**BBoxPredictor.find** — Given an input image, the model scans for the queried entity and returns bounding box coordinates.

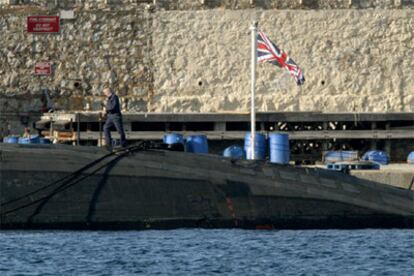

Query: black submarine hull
[1,143,413,230]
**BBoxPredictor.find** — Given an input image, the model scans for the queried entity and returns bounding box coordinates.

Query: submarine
[0,142,413,230]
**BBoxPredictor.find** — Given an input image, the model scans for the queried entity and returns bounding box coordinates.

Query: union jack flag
[257,31,305,86]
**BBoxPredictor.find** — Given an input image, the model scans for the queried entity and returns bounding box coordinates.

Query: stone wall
[152,9,414,112]
[1,0,414,9]
[0,2,413,120]
[0,6,153,114]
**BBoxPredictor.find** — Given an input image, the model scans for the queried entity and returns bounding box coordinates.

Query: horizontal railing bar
[50,130,414,141]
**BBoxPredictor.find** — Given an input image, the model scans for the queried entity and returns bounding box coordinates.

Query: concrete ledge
[351,164,414,190]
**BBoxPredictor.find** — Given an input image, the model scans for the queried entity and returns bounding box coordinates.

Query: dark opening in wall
[131,122,165,131]
[87,122,104,131]
[226,122,261,131]
[185,122,215,131]
[390,120,414,129]
[168,122,183,131]
[348,139,370,152]
[79,122,105,131]
[79,122,87,131]
[198,81,203,86]
[74,82,81,89]
[263,122,275,131]
[321,80,325,85]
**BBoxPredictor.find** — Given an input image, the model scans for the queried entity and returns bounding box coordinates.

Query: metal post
[385,122,391,158]
[322,122,328,151]
[409,176,414,191]
[69,118,73,144]
[76,112,80,146]
[250,21,258,160]
[99,112,102,147]
[370,122,377,150]
[49,117,53,142]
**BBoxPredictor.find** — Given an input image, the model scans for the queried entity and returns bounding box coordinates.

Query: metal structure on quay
[34,111,414,162]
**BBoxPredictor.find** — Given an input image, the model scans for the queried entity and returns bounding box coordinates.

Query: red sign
[27,16,60,33]
[34,62,52,75]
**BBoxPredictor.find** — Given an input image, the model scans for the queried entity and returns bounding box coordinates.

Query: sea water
[0,229,413,275]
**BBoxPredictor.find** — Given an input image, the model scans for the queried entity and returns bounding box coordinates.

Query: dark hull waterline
[0,143,413,230]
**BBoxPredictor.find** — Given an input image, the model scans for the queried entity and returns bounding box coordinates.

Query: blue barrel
[223,145,245,159]
[185,135,208,154]
[408,152,414,164]
[362,150,389,165]
[323,151,358,164]
[3,136,19,144]
[163,133,184,145]
[39,137,51,144]
[18,137,31,144]
[18,135,40,144]
[269,133,290,164]
[244,132,266,160]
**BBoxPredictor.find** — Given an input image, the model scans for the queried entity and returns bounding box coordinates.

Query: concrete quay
[350,164,414,191]
[303,163,414,191]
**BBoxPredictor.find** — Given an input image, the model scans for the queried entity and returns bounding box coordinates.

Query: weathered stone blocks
[0,4,413,114]
[151,9,413,112]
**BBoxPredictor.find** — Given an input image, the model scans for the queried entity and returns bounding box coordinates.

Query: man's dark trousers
[104,113,126,148]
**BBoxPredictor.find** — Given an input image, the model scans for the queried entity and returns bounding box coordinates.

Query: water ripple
[0,229,413,275]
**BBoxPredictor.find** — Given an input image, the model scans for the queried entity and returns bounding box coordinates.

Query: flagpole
[250,21,258,160]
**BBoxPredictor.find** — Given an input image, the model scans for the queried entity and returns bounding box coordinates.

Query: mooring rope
[0,141,150,217]
[1,151,117,207]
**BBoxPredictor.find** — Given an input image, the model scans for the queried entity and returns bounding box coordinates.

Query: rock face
[152,9,414,112]
[0,1,413,115]
[0,7,153,113]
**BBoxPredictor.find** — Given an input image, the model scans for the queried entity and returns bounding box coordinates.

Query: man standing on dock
[103,87,127,151]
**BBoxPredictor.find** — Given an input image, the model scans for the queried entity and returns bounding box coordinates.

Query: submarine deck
[1,143,413,230]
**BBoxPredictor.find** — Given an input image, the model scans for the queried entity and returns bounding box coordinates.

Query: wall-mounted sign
[34,62,52,75]
[27,16,60,33]
[60,10,75,20]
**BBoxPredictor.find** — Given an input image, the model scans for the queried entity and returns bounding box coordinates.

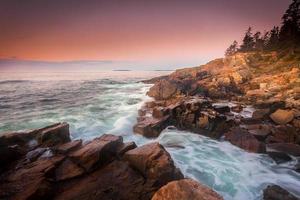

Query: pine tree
[266,26,280,50]
[279,0,300,48]
[239,27,255,52]
[253,31,265,51]
[225,40,238,56]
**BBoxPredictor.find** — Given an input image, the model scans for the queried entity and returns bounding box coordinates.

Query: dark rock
[248,127,271,141]
[267,143,300,157]
[36,122,71,147]
[266,125,299,144]
[70,134,122,171]
[231,105,243,113]
[26,147,48,162]
[267,151,292,164]
[55,159,85,181]
[263,185,299,200]
[212,103,230,114]
[152,179,223,200]
[252,108,270,120]
[116,141,137,156]
[123,142,183,184]
[55,140,82,154]
[225,127,266,153]
[133,115,170,138]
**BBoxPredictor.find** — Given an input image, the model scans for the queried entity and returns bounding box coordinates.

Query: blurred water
[0,70,299,200]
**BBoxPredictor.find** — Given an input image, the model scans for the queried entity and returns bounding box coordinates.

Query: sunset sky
[0,0,290,69]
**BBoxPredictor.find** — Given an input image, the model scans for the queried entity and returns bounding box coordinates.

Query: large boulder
[270,109,294,125]
[123,142,183,185]
[151,179,223,200]
[70,134,122,171]
[147,80,178,100]
[263,185,299,200]
[225,127,266,153]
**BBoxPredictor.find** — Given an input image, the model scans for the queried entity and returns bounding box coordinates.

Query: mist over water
[0,71,299,200]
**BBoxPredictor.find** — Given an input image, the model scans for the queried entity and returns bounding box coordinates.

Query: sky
[0,0,291,69]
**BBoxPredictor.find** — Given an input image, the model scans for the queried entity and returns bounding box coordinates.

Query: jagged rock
[147,80,178,100]
[212,103,230,114]
[267,143,300,157]
[36,122,71,147]
[231,105,243,113]
[265,125,299,144]
[55,159,85,181]
[116,141,137,156]
[151,179,223,200]
[270,109,294,125]
[133,115,170,138]
[225,127,266,153]
[70,134,122,171]
[123,142,183,184]
[252,108,270,120]
[263,185,299,200]
[153,107,169,118]
[54,140,82,154]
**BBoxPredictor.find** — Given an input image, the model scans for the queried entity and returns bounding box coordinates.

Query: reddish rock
[133,115,170,138]
[231,105,243,113]
[266,125,299,144]
[151,179,223,200]
[116,141,137,156]
[263,185,298,200]
[153,107,169,118]
[55,140,82,154]
[225,127,266,153]
[147,80,178,100]
[123,142,183,184]
[270,109,294,125]
[55,159,85,181]
[36,122,71,147]
[70,134,122,171]
[252,108,270,120]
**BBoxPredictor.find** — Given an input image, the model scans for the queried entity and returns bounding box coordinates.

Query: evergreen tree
[253,31,265,51]
[279,0,300,47]
[239,27,255,52]
[266,26,280,50]
[225,40,238,56]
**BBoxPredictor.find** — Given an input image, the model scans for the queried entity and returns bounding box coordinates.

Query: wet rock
[147,80,178,100]
[270,109,294,125]
[134,115,170,138]
[231,105,243,113]
[212,104,230,114]
[248,128,271,141]
[0,144,24,168]
[26,147,48,162]
[54,140,82,154]
[266,125,299,144]
[151,179,223,200]
[70,134,122,171]
[123,142,183,184]
[55,159,85,181]
[153,107,169,118]
[267,151,292,164]
[225,127,266,153]
[116,141,137,156]
[263,185,299,200]
[36,122,71,147]
[252,108,270,120]
[266,143,300,157]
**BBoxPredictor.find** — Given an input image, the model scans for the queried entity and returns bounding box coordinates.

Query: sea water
[0,70,299,200]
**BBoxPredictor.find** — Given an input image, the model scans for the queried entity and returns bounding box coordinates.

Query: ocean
[0,70,299,200]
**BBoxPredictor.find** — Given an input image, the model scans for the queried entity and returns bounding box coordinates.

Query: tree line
[225,0,300,56]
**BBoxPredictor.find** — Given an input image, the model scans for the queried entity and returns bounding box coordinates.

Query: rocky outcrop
[263,185,299,200]
[151,179,223,200]
[270,109,294,125]
[147,80,178,100]
[0,123,184,200]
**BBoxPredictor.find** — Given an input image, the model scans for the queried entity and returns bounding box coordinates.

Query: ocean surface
[0,70,299,200]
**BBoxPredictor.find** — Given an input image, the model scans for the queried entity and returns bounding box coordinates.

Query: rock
[212,103,230,114]
[0,144,24,168]
[270,109,294,125]
[116,141,137,156]
[263,185,299,200]
[266,125,299,144]
[147,80,178,100]
[55,159,85,181]
[248,128,271,141]
[231,105,243,113]
[36,122,71,147]
[123,142,183,184]
[225,127,266,153]
[252,108,270,120]
[267,151,292,164]
[26,147,48,162]
[198,115,209,128]
[138,108,147,116]
[133,115,170,138]
[153,107,169,118]
[70,134,122,171]
[293,119,300,128]
[151,179,223,200]
[54,140,82,154]
[267,143,300,157]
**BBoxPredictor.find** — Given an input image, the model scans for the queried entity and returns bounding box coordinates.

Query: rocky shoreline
[0,52,299,200]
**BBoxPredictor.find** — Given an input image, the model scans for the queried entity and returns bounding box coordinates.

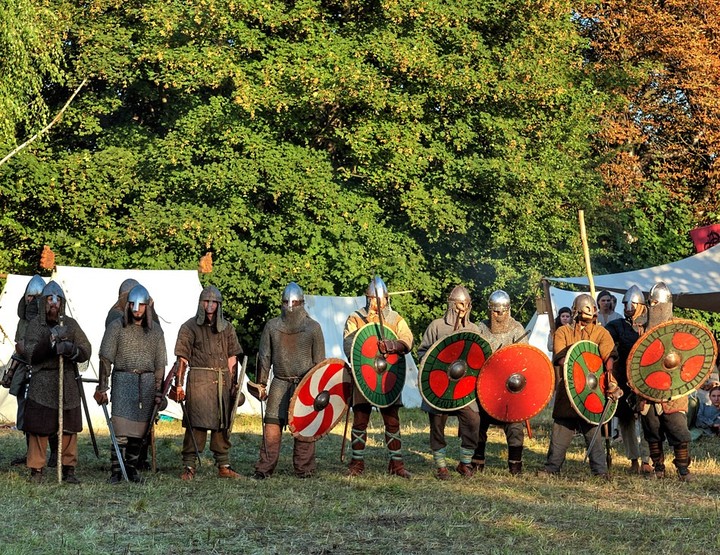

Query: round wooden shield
[627,319,717,402]
[350,323,406,407]
[477,344,555,422]
[419,331,492,411]
[564,340,617,425]
[288,358,353,442]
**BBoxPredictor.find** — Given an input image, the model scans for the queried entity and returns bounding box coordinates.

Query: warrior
[474,290,528,474]
[539,293,620,478]
[105,278,140,328]
[418,285,481,480]
[171,286,243,480]
[343,276,414,478]
[252,283,325,479]
[638,282,693,481]
[23,281,92,483]
[94,284,167,483]
[1,275,57,468]
[105,278,161,471]
[605,285,652,474]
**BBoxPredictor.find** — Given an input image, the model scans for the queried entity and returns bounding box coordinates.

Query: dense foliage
[1,0,713,344]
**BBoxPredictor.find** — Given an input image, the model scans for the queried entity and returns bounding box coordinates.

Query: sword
[226,355,248,436]
[73,366,99,458]
[102,403,128,482]
[583,397,616,464]
[144,363,178,449]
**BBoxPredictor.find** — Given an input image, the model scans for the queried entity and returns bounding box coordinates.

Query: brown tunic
[174,317,241,430]
[552,322,616,420]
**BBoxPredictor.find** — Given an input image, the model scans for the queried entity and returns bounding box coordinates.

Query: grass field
[1,407,720,555]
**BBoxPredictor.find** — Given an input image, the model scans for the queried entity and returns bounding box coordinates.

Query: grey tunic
[100,319,167,437]
[258,308,325,425]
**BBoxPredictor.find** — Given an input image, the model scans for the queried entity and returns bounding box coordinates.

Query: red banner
[689,224,720,253]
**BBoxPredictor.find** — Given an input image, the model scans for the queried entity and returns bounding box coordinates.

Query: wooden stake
[578,210,596,298]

**TASK TO COMPLETE:** Give exactly the lines from the one with "Query: red banner" to the end of the entries, nothing before them.

**TASK OUTPUT:**
Query: red banner
[689,224,720,253]
**BBoxPredictor.find** — Given an input image, the model scans for the queried entity and returns bounding box coordinates.

Query: wooden stake
[578,210,596,298]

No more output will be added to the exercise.